Exercise instructions
Leave out the pictures and copy the remaining records exactly.

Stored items
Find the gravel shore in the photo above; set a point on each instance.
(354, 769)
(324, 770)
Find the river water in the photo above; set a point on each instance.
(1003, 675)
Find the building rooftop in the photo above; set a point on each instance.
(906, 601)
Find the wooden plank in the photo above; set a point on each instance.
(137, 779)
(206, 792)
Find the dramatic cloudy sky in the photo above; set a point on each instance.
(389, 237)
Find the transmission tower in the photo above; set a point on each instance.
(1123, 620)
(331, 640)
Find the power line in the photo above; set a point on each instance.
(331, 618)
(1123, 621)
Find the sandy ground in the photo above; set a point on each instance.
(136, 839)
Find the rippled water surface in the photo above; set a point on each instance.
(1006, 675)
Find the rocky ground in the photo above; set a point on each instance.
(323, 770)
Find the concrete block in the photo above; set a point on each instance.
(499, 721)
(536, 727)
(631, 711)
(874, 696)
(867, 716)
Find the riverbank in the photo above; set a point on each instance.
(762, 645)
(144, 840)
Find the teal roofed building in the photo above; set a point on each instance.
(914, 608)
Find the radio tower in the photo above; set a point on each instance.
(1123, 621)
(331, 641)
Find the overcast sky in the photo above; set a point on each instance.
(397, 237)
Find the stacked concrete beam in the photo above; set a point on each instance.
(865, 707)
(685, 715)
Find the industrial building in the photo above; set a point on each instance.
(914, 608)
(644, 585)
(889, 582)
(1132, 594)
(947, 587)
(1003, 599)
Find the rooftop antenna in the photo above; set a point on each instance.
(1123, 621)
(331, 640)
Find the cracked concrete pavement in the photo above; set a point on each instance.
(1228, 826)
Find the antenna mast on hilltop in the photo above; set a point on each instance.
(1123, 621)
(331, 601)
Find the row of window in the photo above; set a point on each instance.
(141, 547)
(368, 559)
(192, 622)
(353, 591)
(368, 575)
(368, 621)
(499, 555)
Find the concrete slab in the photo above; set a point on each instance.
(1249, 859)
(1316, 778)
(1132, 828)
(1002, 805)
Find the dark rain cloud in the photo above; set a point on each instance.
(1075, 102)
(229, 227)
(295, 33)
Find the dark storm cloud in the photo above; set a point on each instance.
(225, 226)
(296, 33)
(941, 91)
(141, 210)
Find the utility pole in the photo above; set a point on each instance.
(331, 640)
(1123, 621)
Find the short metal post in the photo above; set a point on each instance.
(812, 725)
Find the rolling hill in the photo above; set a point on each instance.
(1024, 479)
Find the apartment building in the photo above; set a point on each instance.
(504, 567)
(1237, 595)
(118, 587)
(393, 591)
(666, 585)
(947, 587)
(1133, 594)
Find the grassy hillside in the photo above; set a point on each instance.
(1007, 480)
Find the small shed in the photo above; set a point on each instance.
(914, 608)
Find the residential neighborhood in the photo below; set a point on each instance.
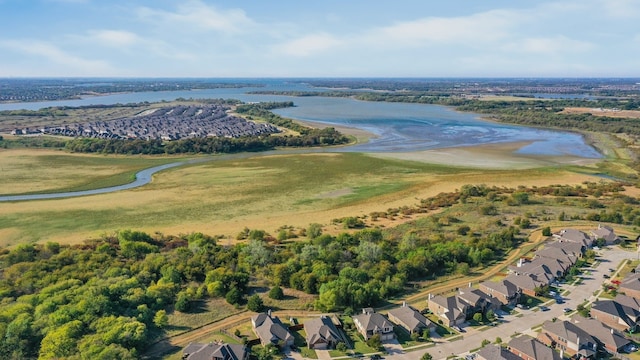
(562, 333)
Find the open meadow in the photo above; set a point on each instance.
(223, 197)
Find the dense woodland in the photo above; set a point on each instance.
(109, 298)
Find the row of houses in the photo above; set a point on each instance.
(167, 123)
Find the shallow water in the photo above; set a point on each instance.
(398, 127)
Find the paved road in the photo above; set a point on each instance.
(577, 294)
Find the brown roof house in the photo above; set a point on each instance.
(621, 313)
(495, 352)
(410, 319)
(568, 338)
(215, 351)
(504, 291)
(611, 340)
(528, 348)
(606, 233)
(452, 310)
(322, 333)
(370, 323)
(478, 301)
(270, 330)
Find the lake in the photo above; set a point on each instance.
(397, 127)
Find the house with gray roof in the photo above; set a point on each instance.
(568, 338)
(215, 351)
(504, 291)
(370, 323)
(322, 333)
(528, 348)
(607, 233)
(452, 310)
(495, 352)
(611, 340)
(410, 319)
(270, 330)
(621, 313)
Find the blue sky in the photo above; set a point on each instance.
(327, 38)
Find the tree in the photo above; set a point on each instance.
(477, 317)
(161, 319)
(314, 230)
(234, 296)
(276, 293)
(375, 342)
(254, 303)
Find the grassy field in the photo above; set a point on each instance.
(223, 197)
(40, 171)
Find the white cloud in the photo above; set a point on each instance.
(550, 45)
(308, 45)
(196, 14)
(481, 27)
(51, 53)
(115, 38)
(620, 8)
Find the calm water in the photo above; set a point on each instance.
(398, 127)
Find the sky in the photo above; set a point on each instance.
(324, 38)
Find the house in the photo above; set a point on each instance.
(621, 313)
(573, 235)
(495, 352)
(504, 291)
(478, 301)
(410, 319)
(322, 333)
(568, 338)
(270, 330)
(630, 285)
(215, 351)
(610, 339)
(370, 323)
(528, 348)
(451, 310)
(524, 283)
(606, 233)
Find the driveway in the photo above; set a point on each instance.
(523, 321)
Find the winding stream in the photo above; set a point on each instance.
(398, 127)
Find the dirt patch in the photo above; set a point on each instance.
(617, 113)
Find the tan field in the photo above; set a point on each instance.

Output
Find the gravel shore in the photo above; set a point on each instance.
(354, 769)
(324, 770)
Find the river water in the photo above; set a point on each instance.
(1003, 675)
Find the building rooftop in the photo above; set a point on each instance.
(906, 601)
Find the wooden plank in the photo above; set a point on each instance.
(137, 779)
(206, 792)
Find the dramatic cloudy sky in the photo above; set a point on each instance.
(389, 237)
Find the transmission tower in the photo above; set a point on each instance.
(1123, 620)
(331, 640)
Find the power line in the photo above; set a point on each instance.
(331, 618)
(1123, 621)
Find the sandy ground in the photo above; set a point on each instance.
(136, 839)
Find the rippled water surface in the photo above; set a point on each instance.
(1006, 675)
Find the rocky ground in the photo above; set a point on each instance.
(323, 770)
Find the concrete block in the photo above; set a point on each instance.
(499, 721)
(536, 727)
(631, 711)
(874, 696)
(867, 716)
Find the riverbank in the photo above; set a point on each instance.
(762, 645)
(144, 840)
Find the teal roofed building in the photo above; set a point on each instance.
(914, 608)
Find the radio tower in the photo above; set a point on each instance.
(1123, 621)
(331, 641)
Find the overcast sky in the photo above; set a point on each instance.
(397, 237)
Find the stacked concrete beam in the photo above; set a point on each instance.
(865, 707)
(685, 715)
Find the industrial building in the photo above; set a point on each instance.
(914, 608)
(644, 585)
(889, 582)
(1132, 594)
(947, 587)
(1003, 599)
Find the rooftop antenna in the photo above; set a point on each instance.
(1123, 621)
(331, 640)
Find the cracked concrete pavement in the photo above; set a point on each instance.
(1228, 826)
Find the antenna mast on hilltop in the photo above; set a point on each instance.
(1123, 621)
(331, 601)
Find the row of window in the photo above; set a point on each instance.
(141, 547)
(368, 559)
(192, 622)
(353, 591)
(368, 575)
(368, 621)
(499, 555)
Find the concrete slab in the photo above; set a point on each instance.
(1249, 859)
(1316, 778)
(1132, 828)
(1002, 805)
Find the dark rain cloud in the photo above; set a point on each instance.
(1075, 102)
(229, 227)
(295, 33)
Find the dark storm cloud in the photo above; set a point on each instance.
(225, 226)
(296, 33)
(941, 91)
(141, 210)
Find the utility pole in the photo above; set a point on each instance.
(331, 640)
(1123, 621)
Find the short metal post in the photo above; set a point on each instance.
(812, 725)
Find the rolling hill in the photo above; set a point on each instance.
(1024, 479)
Find the apartment building in the photo above; set a point on each instance.
(504, 567)
(1237, 595)
(118, 587)
(393, 591)
(666, 585)
(947, 587)
(1133, 594)
Find the grassy hillside in the photo above; set a point on each instance.
(1007, 480)
Find the small shed in the photo above; set a point on each instance.
(914, 608)
Find the residential neighborhood in the photo below; set a point on each instance.
(562, 333)
Find the open meadow in the photo above; set a point on each instance.
(223, 197)
Find the dense woodland in the photo above; set a point on each instance.
(109, 298)
Find the row of houses in the photo above; set a point on each instance.
(167, 123)
Find the shallow water in the photo above; set a point on each instance.
(398, 127)
Find the paved road in the photo above; set a point on each instance.
(577, 294)
Find the brown roof house in the photo above; set a point on each instance.
(621, 313)
(495, 352)
(410, 319)
(568, 338)
(215, 351)
(504, 291)
(611, 340)
(528, 348)
(606, 233)
(452, 310)
(322, 333)
(370, 323)
(478, 301)
(270, 330)
Find the lake in the photo above; set a point on each instance.
(397, 127)
Find the house with gray roof in the photo above; set a point on each instance.
(568, 338)
(215, 351)
(504, 291)
(370, 323)
(322, 333)
(528, 348)
(607, 233)
(452, 310)
(495, 352)
(611, 340)
(410, 319)
(270, 330)
(621, 313)
Find the blue sky in the photo above; set a point on each instance.
(327, 38)
Find the tree in the photo above; set a point on each instance.
(477, 317)
(161, 319)
(314, 230)
(234, 296)
(276, 293)
(375, 342)
(254, 303)
Find the grassy field in the photo above; set a point on each instance.
(223, 197)
(40, 171)
Find the white cloud in the photo above; set a point on each instance.
(550, 45)
(308, 45)
(196, 14)
(481, 27)
(51, 53)
(115, 38)
(620, 8)
Find the calm water in the photo above; set a point on each instance.
(398, 127)
Find the sky in the photo above; set a point on each instance.
(324, 38)
Find the house in the photo above; set a point on each instance.
(621, 313)
(573, 235)
(495, 352)
(504, 291)
(478, 301)
(410, 319)
(322, 333)
(568, 338)
(270, 330)
(630, 285)
(215, 351)
(610, 339)
(370, 323)
(528, 348)
(451, 310)
(524, 283)
(606, 233)
Find the driveway in the photo above; set a point on each instance.
(523, 321)
Find the winding stream in the photo above; set a point on each instance.
(398, 127)
Find the dirt patch in the photo above; set a point on each instance.
(617, 113)
Find the tan field in the photo above; set a point on each instance.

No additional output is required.